Across all the lines of the following material, count those that include the word "below" and give only the result.
DATA: Begin
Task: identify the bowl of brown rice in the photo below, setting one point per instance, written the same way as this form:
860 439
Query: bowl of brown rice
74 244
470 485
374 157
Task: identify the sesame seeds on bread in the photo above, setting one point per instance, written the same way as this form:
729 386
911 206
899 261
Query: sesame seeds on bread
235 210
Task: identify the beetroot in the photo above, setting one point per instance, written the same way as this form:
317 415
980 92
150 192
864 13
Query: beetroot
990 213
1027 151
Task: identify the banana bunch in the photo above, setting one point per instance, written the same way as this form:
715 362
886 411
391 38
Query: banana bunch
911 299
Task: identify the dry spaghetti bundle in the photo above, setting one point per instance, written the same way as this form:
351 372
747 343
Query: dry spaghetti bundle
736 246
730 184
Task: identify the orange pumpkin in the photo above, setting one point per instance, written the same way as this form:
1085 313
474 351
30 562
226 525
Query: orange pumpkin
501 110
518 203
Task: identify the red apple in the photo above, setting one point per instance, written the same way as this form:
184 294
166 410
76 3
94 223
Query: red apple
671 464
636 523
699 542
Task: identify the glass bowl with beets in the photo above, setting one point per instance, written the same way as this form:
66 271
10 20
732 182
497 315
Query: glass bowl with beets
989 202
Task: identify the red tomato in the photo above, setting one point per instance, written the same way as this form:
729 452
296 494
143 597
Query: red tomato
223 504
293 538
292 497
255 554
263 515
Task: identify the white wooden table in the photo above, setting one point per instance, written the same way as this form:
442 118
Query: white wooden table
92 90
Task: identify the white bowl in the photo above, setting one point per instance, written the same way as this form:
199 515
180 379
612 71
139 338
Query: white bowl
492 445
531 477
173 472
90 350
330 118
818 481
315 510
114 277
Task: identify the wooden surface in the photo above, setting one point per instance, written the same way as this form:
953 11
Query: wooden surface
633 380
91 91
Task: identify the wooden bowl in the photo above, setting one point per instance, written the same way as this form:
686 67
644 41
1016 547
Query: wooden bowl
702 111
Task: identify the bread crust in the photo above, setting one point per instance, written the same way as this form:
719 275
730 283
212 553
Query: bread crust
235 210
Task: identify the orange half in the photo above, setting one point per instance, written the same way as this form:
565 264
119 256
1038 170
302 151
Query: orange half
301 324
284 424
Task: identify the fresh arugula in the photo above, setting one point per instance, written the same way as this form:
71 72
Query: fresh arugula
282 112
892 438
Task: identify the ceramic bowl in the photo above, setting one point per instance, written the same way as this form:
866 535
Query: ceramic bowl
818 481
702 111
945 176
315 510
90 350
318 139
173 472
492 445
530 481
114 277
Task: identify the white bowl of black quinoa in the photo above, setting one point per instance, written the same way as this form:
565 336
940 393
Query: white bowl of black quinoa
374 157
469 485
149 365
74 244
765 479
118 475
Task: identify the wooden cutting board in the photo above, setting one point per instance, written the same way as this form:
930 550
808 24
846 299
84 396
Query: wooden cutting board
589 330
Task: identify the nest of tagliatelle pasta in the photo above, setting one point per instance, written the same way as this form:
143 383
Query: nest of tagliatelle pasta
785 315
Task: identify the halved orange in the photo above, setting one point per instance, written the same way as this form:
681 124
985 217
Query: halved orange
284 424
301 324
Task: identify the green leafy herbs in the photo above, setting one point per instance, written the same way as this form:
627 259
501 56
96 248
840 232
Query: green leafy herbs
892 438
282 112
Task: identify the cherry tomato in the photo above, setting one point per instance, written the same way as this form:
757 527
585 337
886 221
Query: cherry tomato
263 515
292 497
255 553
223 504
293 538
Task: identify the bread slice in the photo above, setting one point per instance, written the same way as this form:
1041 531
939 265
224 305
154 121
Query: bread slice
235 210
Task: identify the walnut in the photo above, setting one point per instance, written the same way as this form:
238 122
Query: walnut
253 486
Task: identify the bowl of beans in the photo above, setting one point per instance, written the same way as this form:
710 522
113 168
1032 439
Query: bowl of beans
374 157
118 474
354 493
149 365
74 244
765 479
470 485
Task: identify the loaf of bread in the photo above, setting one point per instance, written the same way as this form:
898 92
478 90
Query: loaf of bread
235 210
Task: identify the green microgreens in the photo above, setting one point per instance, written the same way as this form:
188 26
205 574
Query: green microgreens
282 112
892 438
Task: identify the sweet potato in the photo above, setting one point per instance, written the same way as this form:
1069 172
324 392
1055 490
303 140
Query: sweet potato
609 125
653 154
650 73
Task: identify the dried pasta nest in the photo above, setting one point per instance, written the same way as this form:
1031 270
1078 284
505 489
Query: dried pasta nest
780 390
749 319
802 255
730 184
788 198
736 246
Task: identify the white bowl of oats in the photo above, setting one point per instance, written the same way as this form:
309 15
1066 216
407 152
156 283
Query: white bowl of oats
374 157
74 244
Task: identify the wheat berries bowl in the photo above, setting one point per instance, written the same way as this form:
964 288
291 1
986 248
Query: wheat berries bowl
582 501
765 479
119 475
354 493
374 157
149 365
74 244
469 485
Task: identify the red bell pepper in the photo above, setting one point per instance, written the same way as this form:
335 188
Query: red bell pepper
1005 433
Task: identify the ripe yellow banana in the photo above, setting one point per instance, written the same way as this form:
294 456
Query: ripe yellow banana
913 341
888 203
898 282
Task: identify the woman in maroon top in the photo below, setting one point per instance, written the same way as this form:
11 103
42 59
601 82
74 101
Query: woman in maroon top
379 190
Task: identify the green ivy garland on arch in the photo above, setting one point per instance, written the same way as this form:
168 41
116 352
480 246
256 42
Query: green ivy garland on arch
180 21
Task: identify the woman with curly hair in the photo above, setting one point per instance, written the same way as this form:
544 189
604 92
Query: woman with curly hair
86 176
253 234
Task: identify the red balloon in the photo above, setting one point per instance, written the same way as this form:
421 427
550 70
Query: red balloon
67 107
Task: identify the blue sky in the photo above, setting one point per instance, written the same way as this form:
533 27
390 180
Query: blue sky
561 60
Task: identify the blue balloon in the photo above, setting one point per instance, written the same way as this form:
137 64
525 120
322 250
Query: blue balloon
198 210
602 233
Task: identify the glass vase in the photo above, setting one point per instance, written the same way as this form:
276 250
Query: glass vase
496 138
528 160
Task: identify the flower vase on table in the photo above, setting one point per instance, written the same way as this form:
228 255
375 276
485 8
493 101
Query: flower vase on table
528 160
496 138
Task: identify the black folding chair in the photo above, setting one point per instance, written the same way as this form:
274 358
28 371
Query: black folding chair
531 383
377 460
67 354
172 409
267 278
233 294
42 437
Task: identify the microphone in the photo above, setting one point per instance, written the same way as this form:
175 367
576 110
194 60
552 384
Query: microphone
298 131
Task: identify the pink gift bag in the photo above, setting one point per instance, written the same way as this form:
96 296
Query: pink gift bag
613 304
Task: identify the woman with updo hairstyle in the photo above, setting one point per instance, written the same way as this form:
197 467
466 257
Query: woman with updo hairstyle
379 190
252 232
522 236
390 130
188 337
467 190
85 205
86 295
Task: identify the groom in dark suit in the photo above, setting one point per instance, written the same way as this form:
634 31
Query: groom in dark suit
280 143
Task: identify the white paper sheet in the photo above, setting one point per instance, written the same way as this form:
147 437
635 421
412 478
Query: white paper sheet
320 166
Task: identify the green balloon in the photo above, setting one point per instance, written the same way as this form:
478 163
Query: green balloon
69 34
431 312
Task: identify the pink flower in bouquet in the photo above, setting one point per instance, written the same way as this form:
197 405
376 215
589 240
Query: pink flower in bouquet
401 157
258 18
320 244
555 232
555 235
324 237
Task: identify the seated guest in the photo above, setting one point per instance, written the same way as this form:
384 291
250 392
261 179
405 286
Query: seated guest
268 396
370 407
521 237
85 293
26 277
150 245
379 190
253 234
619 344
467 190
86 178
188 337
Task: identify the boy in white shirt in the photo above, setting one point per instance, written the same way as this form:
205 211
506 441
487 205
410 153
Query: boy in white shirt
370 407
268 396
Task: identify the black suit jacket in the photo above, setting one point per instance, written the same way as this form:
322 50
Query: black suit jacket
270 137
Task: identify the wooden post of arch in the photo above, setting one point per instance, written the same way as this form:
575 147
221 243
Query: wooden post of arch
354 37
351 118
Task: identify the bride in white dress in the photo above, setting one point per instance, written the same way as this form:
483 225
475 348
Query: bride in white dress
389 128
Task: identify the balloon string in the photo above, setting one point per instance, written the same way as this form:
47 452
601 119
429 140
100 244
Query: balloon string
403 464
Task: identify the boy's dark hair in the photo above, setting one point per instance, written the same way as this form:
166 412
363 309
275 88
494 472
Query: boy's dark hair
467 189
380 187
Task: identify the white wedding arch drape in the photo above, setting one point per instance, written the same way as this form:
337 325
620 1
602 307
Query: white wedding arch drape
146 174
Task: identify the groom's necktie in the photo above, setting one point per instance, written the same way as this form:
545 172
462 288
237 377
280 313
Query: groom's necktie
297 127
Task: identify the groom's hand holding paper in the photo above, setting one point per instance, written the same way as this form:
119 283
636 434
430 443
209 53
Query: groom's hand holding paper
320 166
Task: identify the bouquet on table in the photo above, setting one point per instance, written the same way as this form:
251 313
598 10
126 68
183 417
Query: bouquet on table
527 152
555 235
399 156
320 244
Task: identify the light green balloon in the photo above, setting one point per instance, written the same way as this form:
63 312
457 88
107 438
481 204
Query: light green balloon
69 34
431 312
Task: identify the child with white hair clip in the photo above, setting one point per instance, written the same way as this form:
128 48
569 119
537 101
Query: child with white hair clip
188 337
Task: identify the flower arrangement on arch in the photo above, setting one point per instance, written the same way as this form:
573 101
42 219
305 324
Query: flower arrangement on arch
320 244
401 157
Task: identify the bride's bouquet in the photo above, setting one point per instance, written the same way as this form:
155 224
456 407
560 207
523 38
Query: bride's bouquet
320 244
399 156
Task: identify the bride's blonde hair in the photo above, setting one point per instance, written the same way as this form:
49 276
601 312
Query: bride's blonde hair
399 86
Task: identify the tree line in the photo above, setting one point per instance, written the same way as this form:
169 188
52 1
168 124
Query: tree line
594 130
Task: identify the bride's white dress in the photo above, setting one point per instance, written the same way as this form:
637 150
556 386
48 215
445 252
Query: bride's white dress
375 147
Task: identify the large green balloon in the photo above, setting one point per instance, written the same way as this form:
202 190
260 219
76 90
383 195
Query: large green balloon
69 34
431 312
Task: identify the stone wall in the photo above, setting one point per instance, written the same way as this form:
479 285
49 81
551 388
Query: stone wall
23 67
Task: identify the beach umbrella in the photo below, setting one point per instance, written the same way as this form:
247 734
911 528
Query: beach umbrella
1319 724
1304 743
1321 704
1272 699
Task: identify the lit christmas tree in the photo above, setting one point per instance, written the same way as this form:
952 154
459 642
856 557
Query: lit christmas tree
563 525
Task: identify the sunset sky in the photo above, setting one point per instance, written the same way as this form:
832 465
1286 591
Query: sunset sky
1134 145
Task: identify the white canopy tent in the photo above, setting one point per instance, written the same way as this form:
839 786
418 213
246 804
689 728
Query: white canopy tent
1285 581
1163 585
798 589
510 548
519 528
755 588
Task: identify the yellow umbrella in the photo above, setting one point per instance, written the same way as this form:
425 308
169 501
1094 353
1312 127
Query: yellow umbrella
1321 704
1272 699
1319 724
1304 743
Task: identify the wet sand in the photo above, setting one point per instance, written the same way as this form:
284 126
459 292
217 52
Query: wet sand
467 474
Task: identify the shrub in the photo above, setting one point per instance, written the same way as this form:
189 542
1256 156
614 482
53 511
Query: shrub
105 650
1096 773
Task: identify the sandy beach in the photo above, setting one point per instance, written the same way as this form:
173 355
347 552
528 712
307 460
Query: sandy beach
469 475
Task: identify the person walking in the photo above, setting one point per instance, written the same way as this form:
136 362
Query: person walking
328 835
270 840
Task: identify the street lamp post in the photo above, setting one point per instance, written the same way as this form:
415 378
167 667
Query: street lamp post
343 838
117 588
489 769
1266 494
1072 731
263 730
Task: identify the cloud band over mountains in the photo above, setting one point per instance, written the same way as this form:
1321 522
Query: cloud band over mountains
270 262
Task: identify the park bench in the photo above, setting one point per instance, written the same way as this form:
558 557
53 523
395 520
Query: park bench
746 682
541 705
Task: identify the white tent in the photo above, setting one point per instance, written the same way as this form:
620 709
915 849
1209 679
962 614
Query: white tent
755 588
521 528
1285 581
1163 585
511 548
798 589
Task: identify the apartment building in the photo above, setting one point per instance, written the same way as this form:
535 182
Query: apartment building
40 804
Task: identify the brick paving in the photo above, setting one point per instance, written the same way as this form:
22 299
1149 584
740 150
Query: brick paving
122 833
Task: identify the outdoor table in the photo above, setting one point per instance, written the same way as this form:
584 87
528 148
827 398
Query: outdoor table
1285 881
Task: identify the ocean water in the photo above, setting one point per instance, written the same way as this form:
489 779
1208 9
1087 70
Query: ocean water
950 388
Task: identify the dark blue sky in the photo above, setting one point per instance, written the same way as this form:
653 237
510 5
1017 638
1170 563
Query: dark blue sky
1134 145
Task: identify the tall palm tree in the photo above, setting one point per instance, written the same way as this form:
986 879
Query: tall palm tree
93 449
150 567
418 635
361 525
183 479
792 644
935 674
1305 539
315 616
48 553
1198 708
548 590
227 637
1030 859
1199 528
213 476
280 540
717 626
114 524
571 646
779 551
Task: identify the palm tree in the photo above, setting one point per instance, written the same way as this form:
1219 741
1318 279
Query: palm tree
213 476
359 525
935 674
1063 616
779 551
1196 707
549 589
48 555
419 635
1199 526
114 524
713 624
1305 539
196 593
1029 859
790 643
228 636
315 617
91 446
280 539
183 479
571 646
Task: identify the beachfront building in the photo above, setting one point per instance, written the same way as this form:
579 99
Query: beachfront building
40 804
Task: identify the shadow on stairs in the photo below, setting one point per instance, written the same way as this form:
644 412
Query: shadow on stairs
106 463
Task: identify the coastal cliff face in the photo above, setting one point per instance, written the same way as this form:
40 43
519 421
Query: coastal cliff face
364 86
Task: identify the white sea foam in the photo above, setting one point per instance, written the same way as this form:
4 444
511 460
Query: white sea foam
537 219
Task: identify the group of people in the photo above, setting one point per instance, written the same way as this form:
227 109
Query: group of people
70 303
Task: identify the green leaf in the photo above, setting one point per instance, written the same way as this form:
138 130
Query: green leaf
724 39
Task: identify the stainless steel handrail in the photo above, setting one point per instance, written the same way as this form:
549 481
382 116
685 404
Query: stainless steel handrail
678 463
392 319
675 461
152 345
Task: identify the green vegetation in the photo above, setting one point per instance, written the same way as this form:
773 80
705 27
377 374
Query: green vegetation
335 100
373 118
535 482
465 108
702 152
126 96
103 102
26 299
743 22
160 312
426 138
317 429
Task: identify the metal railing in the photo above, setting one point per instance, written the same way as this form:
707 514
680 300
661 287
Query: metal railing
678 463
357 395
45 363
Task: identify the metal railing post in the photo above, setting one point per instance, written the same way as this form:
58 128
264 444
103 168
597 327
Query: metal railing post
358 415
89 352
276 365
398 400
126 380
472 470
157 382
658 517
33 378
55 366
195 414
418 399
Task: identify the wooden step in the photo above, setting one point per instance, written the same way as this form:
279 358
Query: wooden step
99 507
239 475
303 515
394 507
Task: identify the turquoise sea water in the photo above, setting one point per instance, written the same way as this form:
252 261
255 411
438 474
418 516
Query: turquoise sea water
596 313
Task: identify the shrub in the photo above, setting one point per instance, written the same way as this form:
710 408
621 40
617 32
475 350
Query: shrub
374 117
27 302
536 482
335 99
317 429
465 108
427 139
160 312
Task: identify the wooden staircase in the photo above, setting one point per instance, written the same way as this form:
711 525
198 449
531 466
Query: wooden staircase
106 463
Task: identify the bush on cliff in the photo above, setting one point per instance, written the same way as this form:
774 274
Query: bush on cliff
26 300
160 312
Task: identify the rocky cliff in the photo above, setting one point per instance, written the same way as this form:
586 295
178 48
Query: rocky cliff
DATA: End
SOLUTION FOR THIS PROBLEM:
4